### DATASET CONTENT

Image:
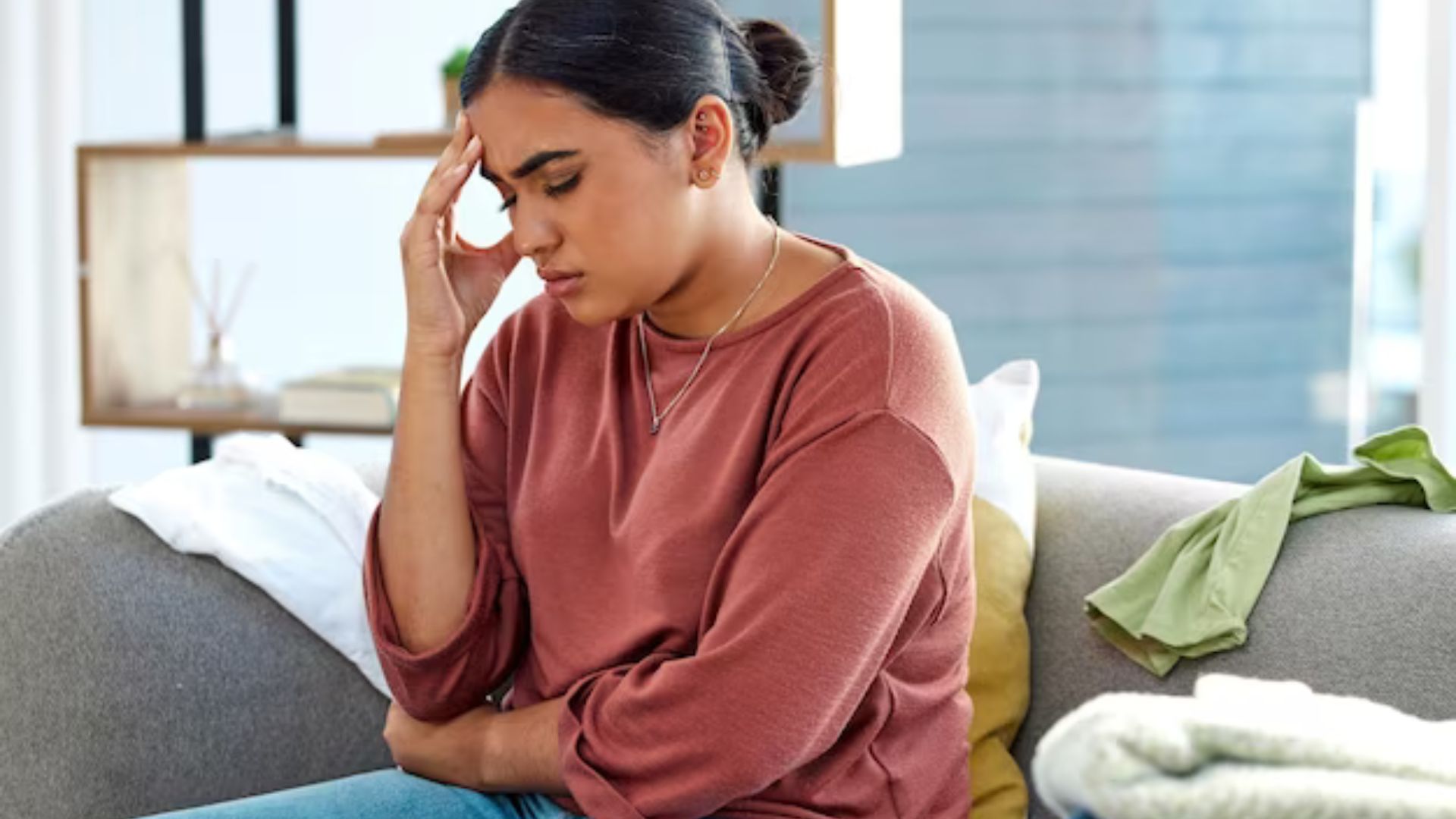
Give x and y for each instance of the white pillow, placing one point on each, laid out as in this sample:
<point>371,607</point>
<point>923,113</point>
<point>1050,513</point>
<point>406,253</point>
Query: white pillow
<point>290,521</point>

######
### DATASET CONTENT

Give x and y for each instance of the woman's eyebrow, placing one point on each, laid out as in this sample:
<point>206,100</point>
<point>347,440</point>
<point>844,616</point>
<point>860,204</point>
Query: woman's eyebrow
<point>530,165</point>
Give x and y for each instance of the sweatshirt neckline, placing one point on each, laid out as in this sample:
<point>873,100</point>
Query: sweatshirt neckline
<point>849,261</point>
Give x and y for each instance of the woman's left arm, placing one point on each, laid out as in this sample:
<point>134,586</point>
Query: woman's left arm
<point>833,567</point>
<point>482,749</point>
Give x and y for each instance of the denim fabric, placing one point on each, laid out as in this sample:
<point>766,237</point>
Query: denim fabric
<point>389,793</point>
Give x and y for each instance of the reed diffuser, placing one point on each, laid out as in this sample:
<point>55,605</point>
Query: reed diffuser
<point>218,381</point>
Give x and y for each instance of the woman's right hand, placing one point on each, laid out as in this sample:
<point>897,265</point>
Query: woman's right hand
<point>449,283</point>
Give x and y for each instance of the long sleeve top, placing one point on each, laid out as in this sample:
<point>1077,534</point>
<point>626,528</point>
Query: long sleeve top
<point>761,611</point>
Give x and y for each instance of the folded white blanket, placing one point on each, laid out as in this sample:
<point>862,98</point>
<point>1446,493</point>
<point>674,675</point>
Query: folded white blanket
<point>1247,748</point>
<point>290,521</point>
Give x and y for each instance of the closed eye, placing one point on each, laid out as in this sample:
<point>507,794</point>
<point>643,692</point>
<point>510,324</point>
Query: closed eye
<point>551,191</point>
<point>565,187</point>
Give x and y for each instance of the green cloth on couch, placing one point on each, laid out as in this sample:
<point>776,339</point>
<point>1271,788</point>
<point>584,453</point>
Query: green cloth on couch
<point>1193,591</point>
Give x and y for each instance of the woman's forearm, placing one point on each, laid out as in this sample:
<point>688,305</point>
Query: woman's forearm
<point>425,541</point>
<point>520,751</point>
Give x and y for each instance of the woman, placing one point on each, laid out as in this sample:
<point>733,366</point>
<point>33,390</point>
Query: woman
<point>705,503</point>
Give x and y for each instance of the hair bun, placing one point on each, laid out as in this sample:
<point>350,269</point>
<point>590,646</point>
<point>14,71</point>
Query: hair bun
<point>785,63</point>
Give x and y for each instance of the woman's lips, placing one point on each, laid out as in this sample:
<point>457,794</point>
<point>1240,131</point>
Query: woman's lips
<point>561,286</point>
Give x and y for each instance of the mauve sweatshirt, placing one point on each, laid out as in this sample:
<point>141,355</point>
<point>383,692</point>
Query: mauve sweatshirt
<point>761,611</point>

######
### DATASET CONTENT

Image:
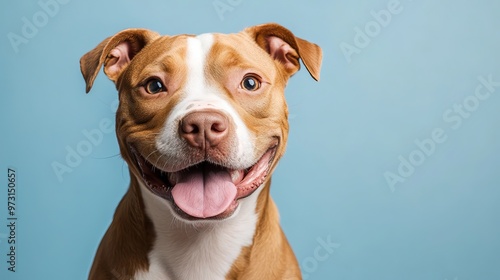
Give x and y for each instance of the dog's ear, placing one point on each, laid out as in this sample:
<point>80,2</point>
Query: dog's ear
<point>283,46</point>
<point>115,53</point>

######

DESCRIPTION OF THE TASK: Update the records from the line containing "woman's forearm, placing" down through the line containing "<point>705,503</point>" by putting "template" in place of "sample" and keeping everything else the same. Return only those lines.

FINISHED ANSWER:
Give x and y for each instance of the woman's forearm, placing one point on each, laid out as in this template:
<point>688,305</point>
Query: woman's forearm
<point>425,541</point>
<point>520,751</point>
Give x and y for each instance of the woman, placing one point on each, laid out as in this template:
<point>733,366</point>
<point>33,390</point>
Query: woman
<point>705,503</point>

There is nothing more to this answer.